▶ _PROBLEM DESCRIPTION_: Since each line must match the original, copy out the records with no differences at all.

▶ _DATA FOR PROCESSING_:
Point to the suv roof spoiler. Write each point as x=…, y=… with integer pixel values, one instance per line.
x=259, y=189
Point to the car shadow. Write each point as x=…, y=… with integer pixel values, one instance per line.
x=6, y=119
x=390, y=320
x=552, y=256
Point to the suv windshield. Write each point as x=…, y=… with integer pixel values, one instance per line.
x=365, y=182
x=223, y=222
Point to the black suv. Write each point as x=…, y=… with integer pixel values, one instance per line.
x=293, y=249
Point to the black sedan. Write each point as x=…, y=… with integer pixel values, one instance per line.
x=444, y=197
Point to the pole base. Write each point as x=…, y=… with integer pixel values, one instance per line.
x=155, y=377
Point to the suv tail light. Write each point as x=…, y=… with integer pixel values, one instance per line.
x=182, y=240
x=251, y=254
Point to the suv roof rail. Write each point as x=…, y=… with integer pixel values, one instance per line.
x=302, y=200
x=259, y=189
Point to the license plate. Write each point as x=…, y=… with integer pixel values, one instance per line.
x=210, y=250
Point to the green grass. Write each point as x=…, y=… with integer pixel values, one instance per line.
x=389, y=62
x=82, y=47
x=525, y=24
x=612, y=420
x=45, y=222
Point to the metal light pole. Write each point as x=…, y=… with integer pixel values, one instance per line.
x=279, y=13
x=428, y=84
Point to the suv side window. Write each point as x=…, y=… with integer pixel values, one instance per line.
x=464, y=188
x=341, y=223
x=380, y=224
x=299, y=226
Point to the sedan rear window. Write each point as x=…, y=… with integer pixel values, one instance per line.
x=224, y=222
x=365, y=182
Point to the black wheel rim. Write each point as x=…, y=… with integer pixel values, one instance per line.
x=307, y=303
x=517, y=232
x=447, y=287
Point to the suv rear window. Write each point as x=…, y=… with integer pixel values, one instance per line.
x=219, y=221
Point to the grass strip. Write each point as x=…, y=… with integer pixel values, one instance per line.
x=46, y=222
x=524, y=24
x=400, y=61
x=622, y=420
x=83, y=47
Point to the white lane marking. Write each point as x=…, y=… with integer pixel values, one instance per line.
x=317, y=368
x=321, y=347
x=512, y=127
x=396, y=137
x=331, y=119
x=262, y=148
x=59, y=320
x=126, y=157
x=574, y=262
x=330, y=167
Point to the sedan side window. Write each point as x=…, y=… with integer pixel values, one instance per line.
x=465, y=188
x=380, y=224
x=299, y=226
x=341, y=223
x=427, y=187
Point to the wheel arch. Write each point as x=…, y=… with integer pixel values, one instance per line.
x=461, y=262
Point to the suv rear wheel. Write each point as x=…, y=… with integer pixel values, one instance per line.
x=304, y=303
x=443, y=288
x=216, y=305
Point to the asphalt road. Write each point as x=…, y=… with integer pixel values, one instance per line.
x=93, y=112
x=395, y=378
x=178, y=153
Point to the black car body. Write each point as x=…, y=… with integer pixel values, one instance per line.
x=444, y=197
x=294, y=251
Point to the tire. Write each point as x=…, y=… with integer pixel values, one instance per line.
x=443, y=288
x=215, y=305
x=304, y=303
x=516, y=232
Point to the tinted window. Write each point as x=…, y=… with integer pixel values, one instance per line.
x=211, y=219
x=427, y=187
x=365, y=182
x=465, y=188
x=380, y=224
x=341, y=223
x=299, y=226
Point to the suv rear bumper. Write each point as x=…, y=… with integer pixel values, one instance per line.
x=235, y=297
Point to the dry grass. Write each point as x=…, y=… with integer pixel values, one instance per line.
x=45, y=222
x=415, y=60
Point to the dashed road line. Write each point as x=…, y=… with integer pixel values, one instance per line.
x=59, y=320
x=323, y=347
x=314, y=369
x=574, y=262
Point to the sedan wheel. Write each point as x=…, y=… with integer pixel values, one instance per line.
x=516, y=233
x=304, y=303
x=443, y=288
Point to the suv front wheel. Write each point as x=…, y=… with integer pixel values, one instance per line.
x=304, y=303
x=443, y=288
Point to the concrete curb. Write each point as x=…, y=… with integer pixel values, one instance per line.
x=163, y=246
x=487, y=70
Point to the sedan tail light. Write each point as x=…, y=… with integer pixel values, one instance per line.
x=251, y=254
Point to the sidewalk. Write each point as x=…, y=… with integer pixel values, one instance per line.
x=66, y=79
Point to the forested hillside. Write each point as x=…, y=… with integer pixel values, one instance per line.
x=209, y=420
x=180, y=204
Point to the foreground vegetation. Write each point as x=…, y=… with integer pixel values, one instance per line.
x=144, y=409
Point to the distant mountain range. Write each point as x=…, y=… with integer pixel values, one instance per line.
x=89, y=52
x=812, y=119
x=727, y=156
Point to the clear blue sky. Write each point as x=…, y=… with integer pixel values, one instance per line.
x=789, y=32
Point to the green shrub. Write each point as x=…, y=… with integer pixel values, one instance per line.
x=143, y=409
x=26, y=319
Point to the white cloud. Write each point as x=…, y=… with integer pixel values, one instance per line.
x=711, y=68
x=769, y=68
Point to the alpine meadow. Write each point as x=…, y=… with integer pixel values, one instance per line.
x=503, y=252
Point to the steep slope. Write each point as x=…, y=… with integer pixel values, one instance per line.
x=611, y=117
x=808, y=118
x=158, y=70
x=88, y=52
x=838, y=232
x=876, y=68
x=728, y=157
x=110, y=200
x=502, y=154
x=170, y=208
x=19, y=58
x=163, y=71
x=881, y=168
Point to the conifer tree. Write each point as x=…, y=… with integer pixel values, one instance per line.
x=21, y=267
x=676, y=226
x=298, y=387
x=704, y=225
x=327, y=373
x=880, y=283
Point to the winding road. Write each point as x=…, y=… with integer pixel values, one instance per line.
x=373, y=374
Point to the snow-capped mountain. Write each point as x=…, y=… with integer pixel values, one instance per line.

▶ _REPLY TO THE TASK_:
Point to the suv roof spoiler. Write each point as x=…, y=… with integer pixel values, one instance per line.
x=259, y=189
Point to the car shadow. Write each point as x=…, y=… with integer pixel values, one instance per line.
x=6, y=119
x=390, y=320
x=552, y=256
Point to the suv windshield. Write each point as x=…, y=… with integer pixel values, one instance per line.
x=365, y=182
x=223, y=222
Point to the black suv. Write each point as x=…, y=… with integer pixel values, one instance per line.
x=293, y=249
Point to the black sedan. Write each point as x=…, y=… with integer pixel values, one instance per line.
x=444, y=197
Point to the pole base. Write each point as x=…, y=… with integer pixel values, one instance per line.
x=155, y=377
Point to the suv tail light. Write each point as x=…, y=… with integer pixel values, one instance per line.
x=182, y=240
x=251, y=254
Point to the suv roof rail. Write each point as x=…, y=… with integer pixel values, one instance per line.
x=302, y=200
x=259, y=189
Point to the license plate. Write each point as x=…, y=… with integer pixel values, one instance per line.
x=210, y=250
Point to the green grass. Write each point as x=…, y=… with integer pixel values, one instance per line.
x=389, y=62
x=82, y=47
x=525, y=24
x=612, y=420
x=45, y=222
Point to the metal light pole. Write each point as x=…, y=… with integer pixel values, one instance per line.
x=279, y=13
x=428, y=84
Point to the suv side window. Write each point as x=…, y=… with integer pixel values, one instance per line.
x=464, y=188
x=341, y=223
x=380, y=224
x=299, y=226
Point to the sedan rear window. Write each point as x=…, y=… with integer pixel values, one instance per line.
x=224, y=222
x=365, y=182
Point to the black wheel rim. Write each point as x=…, y=… with integer pixel values, one instance per line.
x=307, y=303
x=517, y=232
x=447, y=287
Point to the suv rear window. Write each point as x=…, y=… with integer pixel values, one instance per line.
x=219, y=221
Point to the grass strip. Write each point as x=…, y=… with integer pixel values, one instance per line.
x=46, y=222
x=524, y=24
x=400, y=61
x=622, y=420
x=83, y=47
Point to the white lane marking. Write each point as x=…, y=… with integer pixel values, one instance per line.
x=317, y=368
x=321, y=347
x=512, y=127
x=396, y=137
x=331, y=119
x=262, y=148
x=59, y=320
x=126, y=157
x=574, y=262
x=330, y=167
Point to the sedan side window. Write each point as x=…, y=… with integer pixel values, one instance per line.
x=465, y=188
x=380, y=224
x=299, y=226
x=341, y=223
x=427, y=187
Point to the wheel arch. Write each point as x=…, y=… with integer pixel values, one instance per line.
x=461, y=262
Point to the suv rear wheel. Write each point as x=…, y=… with integer pixel values, one instance per line.
x=304, y=303
x=443, y=288
x=216, y=305
Point to the asphalt road. Write each point as x=…, y=… with integer pixel values, one instance per line.
x=93, y=112
x=395, y=378
x=178, y=153
Point to the black car body. Write each point as x=…, y=… with integer pixel values, one instance per line.
x=444, y=197
x=294, y=251
Point to the tire. Write each point as x=…, y=… with integer pixel values, one instance per line.
x=443, y=288
x=215, y=305
x=304, y=303
x=516, y=232
Point to the tinted window. Write each point as x=…, y=… with integer pixel values, one instance per line.
x=211, y=219
x=427, y=187
x=365, y=182
x=465, y=188
x=380, y=224
x=341, y=223
x=299, y=226
Point to the suv rear bumper. Write each point as x=…, y=… with integer pixel values, one instance per line.
x=235, y=297
Point to the dry grass. Write each point as x=…, y=… with integer pixel values, one instance per line.
x=45, y=222
x=415, y=60
Point to the dashed road line. Write each point as x=…, y=… with integer pixel values, one instance per line.
x=59, y=320
x=323, y=347
x=314, y=369
x=574, y=262
Point to the sedan wheel. Write each point as x=…, y=… with integer pixel values, one instance per line.
x=516, y=233
x=304, y=303
x=443, y=288
Point to the suv front wheel. Write each point as x=…, y=… with integer pixel values, one instance per line.
x=304, y=303
x=443, y=288
Point to the concrete curb. Write each point as x=…, y=… with integer pixel values, one instance per line.
x=163, y=246
x=487, y=70
Point to the sedan tail light. Write each point as x=…, y=… with integer pixel values, one instance per line.
x=251, y=254
Point to the sidewalk. Write each point as x=…, y=… with integer pixel values, one instance per line.
x=66, y=79
Point to the forested hillside. Write each point as x=…, y=… with integer pixel values, one instance per line.
x=209, y=420
x=180, y=204
Point to the foreground vegetation. Write each point as x=…, y=… with integer pixel values, one instance per line.
x=144, y=409
Point to the distant mountain range. Write each point as x=…, y=… with integer pixel values, one instance per line.
x=89, y=52
x=812, y=119
x=727, y=156
Point to the clear blue sky. Write each point as x=…, y=… with integer pixel values, one instance per line.
x=789, y=32
Point to the green shrub. Write each point as x=…, y=… with integer pixel values, one instance per line.
x=143, y=409
x=26, y=319
Point to the white cloud. Write each point as x=…, y=… with integer pixel values, one instance per line.
x=711, y=68
x=769, y=68
Point to the alpine meadow. Write each point as x=…, y=… with integer pixel values, one instance per line.
x=503, y=252
Point to the steep slope. Write each point as x=…, y=… with integer pixel values, one instance per line.
x=611, y=117
x=808, y=118
x=158, y=70
x=88, y=52
x=838, y=232
x=876, y=68
x=728, y=157
x=110, y=200
x=502, y=154
x=170, y=208
x=19, y=58
x=163, y=71
x=881, y=168
Point to the conifer tree. Write each point as x=…, y=… with integer pixel values, one instance per line.
x=21, y=267
x=676, y=226
x=298, y=387
x=704, y=225
x=327, y=373
x=880, y=283
Point to the winding road. Write each point as x=…, y=… with integer pixel values, one instance per line.
x=373, y=374
Point to the snow-capped mountain. Write each point as x=…, y=… with integer pixel values, one instance per line.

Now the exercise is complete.